[Provided passage]
========

Only in some cases and for some of these factors, methods different from customer surveys among participants can be applied. The Homes Energy Efficiency Database (HEED) of the British Energy Savings Trust contains detailed data of about 5 million homes (Amato 2008; Staniaszek 2005) in the UK (status: January 2008). These data include records about energy efficiency measures on an individual address level and by supplier, which allows for high-precision detection of instances of double counting (Energy Saving Trust 2004). Besides this, the assessment of these factors is usually carried out by surveys asking participants about their motives for the implementation of the energy efficiency action and how the energy efficiency measure has influenced this process. The elicitation of such factors from surveys poses two practical problems: (a) the uncertainty of the results from this type of survey is relatively high, which leads to the consequence that (b) sample size and survey techniques need to account for this circumstance. For a survey using highly elaborated and time-costly techniques in combination with a large sample size, the evaluation effort can increase to an unreasonable level compared to the effort for the energy efficiency measure itself.11

The effort can even exceed this level, when it comes to measures for which the realised actions are unobservable for the executing party. This could, e.g. be a measure that promotes energy audits for households. In this case, it might be impossible (due to limited resources) to monitor the implemented actions of the households. According to the evaluation principle (a), only energy efficiency actions in place of energy efficiency measures are quantified. To calculate the savings from these energy audits with respect to this principle, the executing party needs to determine the kind and number of the initiated actions and provide all necessary parameters for the calculation.

As discussed earlier, this high effort for data collection of the energy efficiency actions and the adjustment factors may mean that reporting for a number of energy efficiency measures fails to meet the requirements, with the result that the improvements in energy efficiency from these measures are not credited to the savings target. In particular, this problem is serious for energy efficiency measures focusing on a relatively small number of participants. These are, e.g., energy audits for households offered by a commune or by a local electric utility.

Strategic homogenisation of energy efficiency measures

Following the last section, the following variables are required for the quantification of the energy savings achieved by the implementation of a specific energy efficiency measure:
  • The energy efficiency actions initiated by the measure

  • The energy consumption in the BAU scenario

  • The energy consumption in the RP

  • The \(\textnormal{adjustments}_{\rm gross}\)

  • The \(\textnormal{adjustments}_{\rm net}\)

Each of these variable groups is determined with respect to the specific energy efficiency measure intended for the evaluation (in a comprehensive approach) or the values of these variables are taken from literature (as, e.g. in the temporary solution of the Austrian Energy Agency). Measure-specific variable determination is desirable as energy efficiency measures implemented independently from each other are usually heterogeneous regarding their configuration and the conditions under which they are carried out. This may result in energy savings that are hardly comparable with each other. As an example, the authors have evaluated three energy efficiency measures for the promotion of highly efficient refrigerators conducted by three local electric utilities in 2007.12 While the targets of these three measures have been identical, the instruments used in these measures differed to a serious degree. The measures reached from subsidies for the purchase of A+ + devices and additional payments for the verified disposal of the old devices to a subsidy scheme lacking a clear specification of the requirements for eligible devices. These differences in the configuration of the measures resulted in estimates ranging from 230 kWh per device for the measure strictly promoting A+ + devices to 99 kWh per device for the less specified measure (of which about the half of the overall new installed devices could not be credited as energy efficiency actions at all due to missing information on the energy efficiency labels of the new devices).

========

[Dataset content]
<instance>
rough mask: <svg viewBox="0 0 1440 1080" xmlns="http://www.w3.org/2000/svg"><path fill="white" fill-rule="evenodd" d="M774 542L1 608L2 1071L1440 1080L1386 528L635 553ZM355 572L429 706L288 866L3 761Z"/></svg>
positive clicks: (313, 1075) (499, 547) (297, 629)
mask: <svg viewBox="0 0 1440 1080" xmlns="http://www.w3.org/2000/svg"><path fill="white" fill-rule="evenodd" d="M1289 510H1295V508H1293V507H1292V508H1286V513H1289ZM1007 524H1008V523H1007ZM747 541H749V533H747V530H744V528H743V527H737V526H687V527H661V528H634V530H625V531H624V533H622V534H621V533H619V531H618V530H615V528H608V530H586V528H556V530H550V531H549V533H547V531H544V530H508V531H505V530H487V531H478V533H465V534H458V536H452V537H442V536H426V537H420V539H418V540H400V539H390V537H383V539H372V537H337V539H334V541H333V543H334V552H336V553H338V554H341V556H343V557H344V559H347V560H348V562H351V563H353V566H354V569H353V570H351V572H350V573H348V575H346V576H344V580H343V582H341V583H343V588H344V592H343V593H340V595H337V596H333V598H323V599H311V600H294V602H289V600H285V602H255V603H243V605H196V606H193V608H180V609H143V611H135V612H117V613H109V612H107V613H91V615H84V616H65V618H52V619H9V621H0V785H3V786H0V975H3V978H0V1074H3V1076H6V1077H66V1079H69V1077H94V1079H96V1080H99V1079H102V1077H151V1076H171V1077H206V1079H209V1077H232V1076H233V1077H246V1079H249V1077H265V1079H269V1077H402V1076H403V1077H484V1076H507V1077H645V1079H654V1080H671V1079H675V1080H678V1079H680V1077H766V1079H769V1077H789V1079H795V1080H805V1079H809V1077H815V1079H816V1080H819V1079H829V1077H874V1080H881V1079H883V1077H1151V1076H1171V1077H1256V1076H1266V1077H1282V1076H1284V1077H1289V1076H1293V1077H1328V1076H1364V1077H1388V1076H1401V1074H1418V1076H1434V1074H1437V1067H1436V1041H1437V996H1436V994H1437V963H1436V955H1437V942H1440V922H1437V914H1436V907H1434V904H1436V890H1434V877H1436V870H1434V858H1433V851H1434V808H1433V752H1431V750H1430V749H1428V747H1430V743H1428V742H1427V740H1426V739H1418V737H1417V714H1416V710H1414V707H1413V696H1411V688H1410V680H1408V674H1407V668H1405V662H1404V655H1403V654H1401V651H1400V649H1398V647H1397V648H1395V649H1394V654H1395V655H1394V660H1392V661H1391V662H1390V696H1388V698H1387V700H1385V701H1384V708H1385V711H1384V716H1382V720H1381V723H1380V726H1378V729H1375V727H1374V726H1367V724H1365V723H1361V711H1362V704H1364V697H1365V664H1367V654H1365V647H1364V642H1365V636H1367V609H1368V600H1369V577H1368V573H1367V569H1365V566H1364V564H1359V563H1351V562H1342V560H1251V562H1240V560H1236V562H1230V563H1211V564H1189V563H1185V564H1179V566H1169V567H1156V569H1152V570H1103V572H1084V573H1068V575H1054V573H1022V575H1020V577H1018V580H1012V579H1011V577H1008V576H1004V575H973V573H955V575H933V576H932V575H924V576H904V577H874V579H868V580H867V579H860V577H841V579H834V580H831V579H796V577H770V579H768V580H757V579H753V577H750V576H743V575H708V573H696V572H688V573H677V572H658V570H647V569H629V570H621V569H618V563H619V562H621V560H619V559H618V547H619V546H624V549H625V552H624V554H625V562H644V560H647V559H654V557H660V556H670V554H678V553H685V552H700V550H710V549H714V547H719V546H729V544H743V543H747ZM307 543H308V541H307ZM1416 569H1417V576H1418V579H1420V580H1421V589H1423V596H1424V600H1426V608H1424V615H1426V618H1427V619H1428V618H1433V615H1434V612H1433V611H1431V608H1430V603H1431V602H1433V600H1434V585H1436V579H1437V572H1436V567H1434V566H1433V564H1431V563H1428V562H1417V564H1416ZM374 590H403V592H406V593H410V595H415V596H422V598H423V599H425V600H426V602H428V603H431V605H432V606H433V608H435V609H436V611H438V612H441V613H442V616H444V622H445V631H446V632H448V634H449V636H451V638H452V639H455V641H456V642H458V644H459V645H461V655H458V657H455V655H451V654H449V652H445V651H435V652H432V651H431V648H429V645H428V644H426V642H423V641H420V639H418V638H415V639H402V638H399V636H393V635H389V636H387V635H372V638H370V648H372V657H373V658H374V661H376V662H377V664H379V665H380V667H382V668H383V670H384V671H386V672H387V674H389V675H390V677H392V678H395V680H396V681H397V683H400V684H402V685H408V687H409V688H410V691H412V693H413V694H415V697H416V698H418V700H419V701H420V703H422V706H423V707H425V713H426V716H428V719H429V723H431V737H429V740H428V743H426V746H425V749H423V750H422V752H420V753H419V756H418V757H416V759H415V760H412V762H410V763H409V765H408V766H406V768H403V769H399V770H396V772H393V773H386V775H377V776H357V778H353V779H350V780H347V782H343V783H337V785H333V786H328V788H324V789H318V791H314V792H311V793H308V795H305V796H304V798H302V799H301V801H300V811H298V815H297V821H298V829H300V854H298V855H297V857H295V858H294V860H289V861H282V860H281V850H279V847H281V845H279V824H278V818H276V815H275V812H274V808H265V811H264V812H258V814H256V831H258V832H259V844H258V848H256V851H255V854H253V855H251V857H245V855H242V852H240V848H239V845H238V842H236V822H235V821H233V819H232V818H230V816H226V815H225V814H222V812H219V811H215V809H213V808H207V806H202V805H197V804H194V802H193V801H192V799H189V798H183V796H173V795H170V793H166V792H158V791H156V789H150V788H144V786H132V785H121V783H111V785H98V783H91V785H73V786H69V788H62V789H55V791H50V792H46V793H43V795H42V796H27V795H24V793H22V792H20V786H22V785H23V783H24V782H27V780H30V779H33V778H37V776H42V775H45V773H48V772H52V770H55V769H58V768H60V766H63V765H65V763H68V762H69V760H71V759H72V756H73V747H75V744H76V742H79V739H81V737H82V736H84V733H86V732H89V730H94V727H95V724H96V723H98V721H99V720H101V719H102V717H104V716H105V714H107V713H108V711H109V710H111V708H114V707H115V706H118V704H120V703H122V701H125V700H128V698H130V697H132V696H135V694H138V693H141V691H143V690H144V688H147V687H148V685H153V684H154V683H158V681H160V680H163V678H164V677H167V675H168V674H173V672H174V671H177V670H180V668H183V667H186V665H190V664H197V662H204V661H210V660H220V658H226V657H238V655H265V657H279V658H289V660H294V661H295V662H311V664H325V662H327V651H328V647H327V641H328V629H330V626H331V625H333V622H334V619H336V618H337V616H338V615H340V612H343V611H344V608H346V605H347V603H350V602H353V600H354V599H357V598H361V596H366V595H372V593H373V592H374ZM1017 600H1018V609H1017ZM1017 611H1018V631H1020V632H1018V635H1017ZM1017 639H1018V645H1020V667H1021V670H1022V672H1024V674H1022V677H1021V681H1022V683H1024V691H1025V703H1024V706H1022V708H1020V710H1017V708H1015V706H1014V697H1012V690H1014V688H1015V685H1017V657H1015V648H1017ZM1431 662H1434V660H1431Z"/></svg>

========

In the energy efficiency passage, rewrite the part between "As discussed earlier, this" and "local electric utility.", inclusive, changing "local electric utility" to "regional energy supplier".

As discussed earlier, this high effort for data collection of the energy efficiency actions and the adjustment factors may mean that reporting for a number of energy efficiency measures fails to meet the requirements, with the result that the improvements in energy efficiency from these measures are not credited to the savings target. In particular, this problem is serious for energy efficiency measures focusing on a relatively small number of participants. These are, e.g., energy audits for households offered by a commune or by a regional energy supplier.